== Given data ==
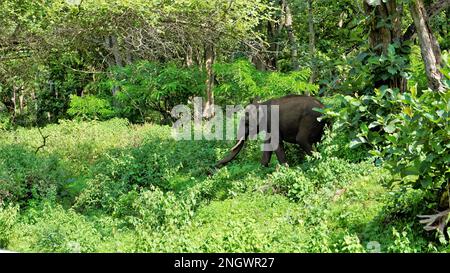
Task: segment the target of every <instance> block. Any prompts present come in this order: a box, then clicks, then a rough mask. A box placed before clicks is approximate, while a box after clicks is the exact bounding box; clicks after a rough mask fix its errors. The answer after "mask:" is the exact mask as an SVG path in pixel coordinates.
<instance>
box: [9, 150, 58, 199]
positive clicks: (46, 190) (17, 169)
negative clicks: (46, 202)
mask: <svg viewBox="0 0 450 273" xmlns="http://www.w3.org/2000/svg"><path fill="white" fill-rule="evenodd" d="M0 158H1V159H2V160H0V203H1V202H4V203H16V202H17V203H19V204H20V205H21V206H24V205H26V204H27V202H28V201H29V200H31V199H37V200H42V199H48V200H55V199H56V197H57V194H58V190H59V189H60V186H61V184H62V182H61V181H64V177H65V171H64V169H63V168H62V167H61V166H60V165H59V162H58V160H57V158H55V157H40V156H37V155H35V154H34V153H33V152H32V151H29V150H28V149H24V148H21V147H20V146H19V147H18V146H15V145H7V146H0Z"/></svg>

== About this task ==
Copy the lines of the items word for word, starting at the beginning of the items and ending at the line that contains "box: [9, 150, 58, 199]". Leave the pictures out of your answer.

== Solution ==
Task: segment the target of every <instance> block. Any prompts present come in this order: a box, then clicks, then a rough mask. A box placed before clicks is approximate, while a box after clicks is the exact bounding box; clicks after a rough mask fix its errors. The answer after "mask:" is the exact mask as an SVG path in pixel coordinates.
<instance>
box: [9, 150, 58, 199]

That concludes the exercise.